(AVAILABLE DATA Opens)
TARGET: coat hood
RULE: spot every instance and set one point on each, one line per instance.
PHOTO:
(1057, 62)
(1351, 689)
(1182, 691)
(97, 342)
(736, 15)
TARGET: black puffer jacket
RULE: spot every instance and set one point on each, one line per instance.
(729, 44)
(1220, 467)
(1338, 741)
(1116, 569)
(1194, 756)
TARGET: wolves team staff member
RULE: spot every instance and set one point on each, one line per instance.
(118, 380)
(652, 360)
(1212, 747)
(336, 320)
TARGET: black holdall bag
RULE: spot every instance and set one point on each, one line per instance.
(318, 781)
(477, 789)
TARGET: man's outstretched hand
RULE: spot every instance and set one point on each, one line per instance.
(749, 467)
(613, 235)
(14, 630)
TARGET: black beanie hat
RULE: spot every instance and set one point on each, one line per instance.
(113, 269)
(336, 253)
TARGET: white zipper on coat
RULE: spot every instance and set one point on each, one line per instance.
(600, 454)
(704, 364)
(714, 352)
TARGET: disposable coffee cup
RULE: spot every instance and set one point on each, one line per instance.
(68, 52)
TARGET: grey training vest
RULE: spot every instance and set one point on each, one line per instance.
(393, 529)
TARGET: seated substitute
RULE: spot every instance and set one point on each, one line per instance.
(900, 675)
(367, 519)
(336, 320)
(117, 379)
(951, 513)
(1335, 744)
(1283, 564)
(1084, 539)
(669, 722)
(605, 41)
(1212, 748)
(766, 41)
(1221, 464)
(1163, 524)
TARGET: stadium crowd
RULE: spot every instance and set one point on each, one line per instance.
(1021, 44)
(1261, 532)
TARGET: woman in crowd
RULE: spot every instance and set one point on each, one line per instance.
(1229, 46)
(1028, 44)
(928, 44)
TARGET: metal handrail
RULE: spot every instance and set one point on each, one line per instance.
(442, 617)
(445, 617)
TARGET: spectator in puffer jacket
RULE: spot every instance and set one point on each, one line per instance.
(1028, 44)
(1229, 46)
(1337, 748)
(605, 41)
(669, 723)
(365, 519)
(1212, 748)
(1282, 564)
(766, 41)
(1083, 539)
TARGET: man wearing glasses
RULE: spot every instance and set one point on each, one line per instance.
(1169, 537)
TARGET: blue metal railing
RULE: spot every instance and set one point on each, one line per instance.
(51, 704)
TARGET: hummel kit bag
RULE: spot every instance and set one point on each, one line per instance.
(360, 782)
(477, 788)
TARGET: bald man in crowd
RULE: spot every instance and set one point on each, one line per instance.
(AVAILABLE DATA Closes)
## EXERCISE REQUIREMENTS
The response should be an exact copy of every line above.

## SOLUTION TO THE EXERCISE
TARGET: coat hood
RULE: spot every instance and set one point on each, one line per instance.
PHOTO:
(1057, 62)
(1351, 689)
(1182, 691)
(97, 342)
(736, 15)
TARGET: black puffer jacket
RULE: spot every instance and set one point on each, one line per instance.
(729, 44)
(1220, 467)
(1338, 741)
(1116, 569)
(1194, 756)
TARGET: wolves team staff member
RULE: spot every instance and set one point on each, one line per instance.
(118, 380)
(652, 360)
(1212, 747)
(336, 320)
TARGET: black holdall bag
RULE: spot every instance and set one point on each, one line per instance.
(318, 781)
(477, 789)
TARGET: man's outstretched hand
RULE: spot every instance and set one point on each, one line per instance.
(749, 467)
(613, 235)
(14, 630)
TARGET: black beanie hat
RULE: spot every instance and set one point on each, one line per instance.
(113, 269)
(336, 253)
TARGET: white zipper on coat
RULE: spot every instance and set one point on each, one line per instance.
(600, 454)
(704, 364)
(714, 352)
TARGET: disposable coffee cup
RULE: spot every instance and set one point on each, one line per instance.
(68, 52)
TARGET: grey training vest
RULE: spot every instance and set one point on each, one line per instance.
(393, 529)
TARGET: seated substitute
RULE: spot every instance and set one point on each, one line per instance.
(900, 675)
(367, 519)
(336, 320)
(117, 379)
(951, 513)
(1335, 744)
(1283, 564)
(1084, 539)
(669, 722)
(605, 41)
(1212, 748)
(766, 41)
(1221, 464)
(1163, 524)
TARGET: stadium crowd
RULE: spot every instance and set one point on each, one line per instance.
(1021, 44)
(1261, 532)
TARGET: woman in crowd
RULE: spot every instance and set one point on each, one line per instance.
(1229, 46)
(1028, 44)
(928, 44)
TARGET: metal handrail
RULE: spot every instance and set one point on each, one line per instance.
(442, 617)
(445, 617)
TARGET: spectator in puffer jacket
RULE: spot every instance and set one point on each, one line per instance.
(1028, 44)
(1229, 46)
(1337, 748)
(605, 41)
(669, 723)
(365, 519)
(1212, 748)
(1282, 564)
(766, 41)
(1083, 539)
TARGET: man wearing glasses
RULE: spot every instance and set one point on each, one line per instance.
(1169, 537)
TARGET: blue metal railing
RULE: spot every instance and set one point on each, one line per instance.
(51, 704)
TARGET: hummel kit bag
RULE: spot every instance and set one point on each, one line per instance.
(360, 782)
(477, 788)
TARGET: bald man in crowd
RULE: spot every instance and set one point on each, one line per instance.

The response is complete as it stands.